A faithful copy of the entries is required, with no images in it.

↓↓↓

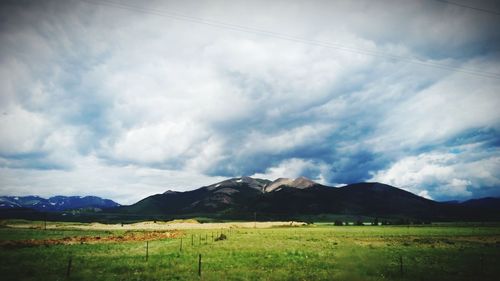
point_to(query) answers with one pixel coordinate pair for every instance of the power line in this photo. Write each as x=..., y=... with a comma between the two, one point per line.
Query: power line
x=469, y=7
x=257, y=31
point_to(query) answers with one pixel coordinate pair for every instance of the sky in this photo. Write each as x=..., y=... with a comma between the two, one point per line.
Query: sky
x=125, y=99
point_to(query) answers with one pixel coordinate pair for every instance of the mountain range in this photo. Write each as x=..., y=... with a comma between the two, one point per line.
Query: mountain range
x=289, y=198
x=245, y=197
x=56, y=203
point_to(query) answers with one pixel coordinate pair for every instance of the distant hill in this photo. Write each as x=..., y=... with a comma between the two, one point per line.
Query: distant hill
x=246, y=197
x=285, y=198
x=56, y=203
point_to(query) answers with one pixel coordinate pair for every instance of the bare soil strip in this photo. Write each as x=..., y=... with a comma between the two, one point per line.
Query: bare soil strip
x=158, y=225
x=131, y=236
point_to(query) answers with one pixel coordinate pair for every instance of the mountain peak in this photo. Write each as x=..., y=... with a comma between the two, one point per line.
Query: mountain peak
x=300, y=183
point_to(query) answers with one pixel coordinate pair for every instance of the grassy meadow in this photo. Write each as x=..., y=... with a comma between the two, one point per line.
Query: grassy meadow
x=311, y=252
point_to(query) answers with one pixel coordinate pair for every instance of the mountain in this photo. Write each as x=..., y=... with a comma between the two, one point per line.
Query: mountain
x=283, y=198
x=56, y=203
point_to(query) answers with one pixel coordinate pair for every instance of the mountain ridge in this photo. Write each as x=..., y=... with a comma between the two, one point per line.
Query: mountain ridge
x=242, y=197
x=56, y=203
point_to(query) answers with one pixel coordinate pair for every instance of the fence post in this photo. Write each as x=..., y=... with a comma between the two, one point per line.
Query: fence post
x=401, y=265
x=199, y=265
x=69, y=267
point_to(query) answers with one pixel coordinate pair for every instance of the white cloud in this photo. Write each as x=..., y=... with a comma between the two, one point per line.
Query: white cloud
x=442, y=175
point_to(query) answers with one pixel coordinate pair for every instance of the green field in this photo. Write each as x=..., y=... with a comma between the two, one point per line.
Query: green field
x=312, y=252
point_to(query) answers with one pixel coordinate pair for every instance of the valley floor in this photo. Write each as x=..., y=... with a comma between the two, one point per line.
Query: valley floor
x=78, y=251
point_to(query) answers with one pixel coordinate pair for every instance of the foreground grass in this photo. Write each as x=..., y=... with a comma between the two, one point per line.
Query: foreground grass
x=321, y=252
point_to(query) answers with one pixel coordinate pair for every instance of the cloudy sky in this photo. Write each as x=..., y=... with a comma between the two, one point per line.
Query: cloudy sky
x=124, y=99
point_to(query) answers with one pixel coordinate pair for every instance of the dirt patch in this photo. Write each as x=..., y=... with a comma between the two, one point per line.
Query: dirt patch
x=159, y=225
x=129, y=236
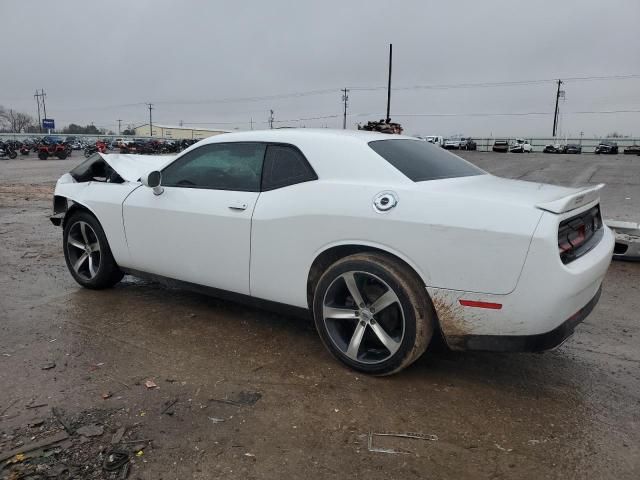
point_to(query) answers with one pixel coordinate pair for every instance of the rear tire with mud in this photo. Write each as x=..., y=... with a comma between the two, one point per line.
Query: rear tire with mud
x=373, y=313
x=87, y=252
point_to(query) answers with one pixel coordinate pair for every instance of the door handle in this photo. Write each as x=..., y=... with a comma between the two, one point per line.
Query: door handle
x=238, y=206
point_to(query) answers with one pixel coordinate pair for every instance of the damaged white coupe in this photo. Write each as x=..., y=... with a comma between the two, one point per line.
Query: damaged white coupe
x=387, y=240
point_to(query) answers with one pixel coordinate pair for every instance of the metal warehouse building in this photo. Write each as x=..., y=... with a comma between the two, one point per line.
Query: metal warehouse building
x=176, y=132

↑↑↑

> WRITTEN ANSWER:
point_to(query) answers with one pixel coordinate pair for every instance of the power line in this photo. Write each as x=..., y=... with a comma between the two, one point per line.
Query: power line
x=469, y=7
x=257, y=31
point_to(query) answers with one pixel coordinate pair for every instance of the sky in this photo. Write each as x=..., y=... with a comma between the two, one point per line.
Query: sky
x=125, y=99
point_to(query) answers with one pixel coordinate pair for every instance of the mountain range in this photo. Write each as x=..., y=... with a comma between the two, one point per line.
Query: mountain range
x=289, y=198
x=245, y=197
x=56, y=203
point_to(query) answers with one pixel coordinate pair for every instance of the distant hill in this photo. Write each as x=..., y=... with a comma between the two, one point per line.
Query: distant hill
x=246, y=197
x=285, y=198
x=56, y=203
point_to(query) answers with one pixel coordinate pair for every instance of the bare soil strip in this photo. Write each as x=..., y=... with a comma between the two, one point per line.
Query: bare soil strip
x=158, y=225
x=131, y=236
point_to(query) answers with one pixel coordinate pair for every instance of the mountain peak in this photo. Write each as x=..., y=... with a comma between the two, one point per line.
Query: mountain peak
x=300, y=183
point_to(query) answers with one pixel coordinate pair for every instance of the grassy meadow in this photo. Write each as x=..., y=... with a comma between the two, one point per line.
Query: grassy meadow
x=311, y=252
point_to(query) answers with one pixel coordinate pair for every instance of the mountain in this photo. Write each as x=..., y=... with a comma between the two, one point per line.
Query: mountain
x=283, y=198
x=56, y=203
point_to(query) answers with one pixel coordinate pair for every instance of the mountain ridge in this photo. Write each as x=..., y=... with a comma between the two, one point per line.
Query: mountain ridge
x=242, y=197
x=56, y=203
point_to(query) answers with one pixel coordinate pair for every instance of the fence post in this photo. Write each as x=..., y=... with a comma between the two, one point per line.
Query: fence post
x=401, y=265
x=199, y=265
x=69, y=267
point_to(query) answers with one pixel coordinate pair for every instance of the white cloud in this photo. Write each as x=..., y=... with a comma between the two, one point per line.
Query: white cloud
x=442, y=175
point_to(query) answers with one pixel coordinate pair for every instance of the green field in this photo. Write each as x=..., y=... with a comma between the two, one point per line.
Query: green field
x=312, y=252
point_to(query) answers with one pixel coordinate pair for every instance of the valley floor in this photo. Write each as x=..., y=... with a comma between the two, one point per line.
Query: valley floor
x=78, y=251
point_to(query) answers with one pixel coordinate pair for every instance of the foreground grass in this photo. Write each as x=..., y=... with a comma between the two, one point per line.
Query: foreground grass
x=321, y=252
point_to(query) answers with one pixel coordinate pair for every instance of the cloudy sky in this photo. Write each as x=..., y=... with a comma between the two, one point per line.
Query: cloudy sky
x=124, y=99
point_to(query) answers with one pixel coordinate pair for every instance of the dirt patch in this photo. Write each as x=..., y=... with a comma between the two, one point per line.
Query: dirt patch
x=159, y=225
x=129, y=236
point_to(query) answers with one pixel coordinate pair for every instance of the rear tire with mud in this photo. Write each as x=..., y=... with a comma between the two, one point per line.
Query: rear tire with mud
x=373, y=313
x=87, y=252
point_to(query) answers with one pixel coordinate pair for every instance of the door handle in this photo. Write each as x=..., y=... with a comma between the two, one point per line.
Query: door handle
x=238, y=206
point_to(query) answers with one pixel coordinate pair for every instance of the damaged white coupe in this photo. Write each as x=..., y=... with a comma between the two, one point per line.
Query: damaged white coupe
x=387, y=240
point_to(query) answers with one pixel coordinate pair for every instance of the metal warehouse building in this photo. Write each as x=..., y=... with a comma between the two, one point per line.
Query: metal warehouse building
x=176, y=132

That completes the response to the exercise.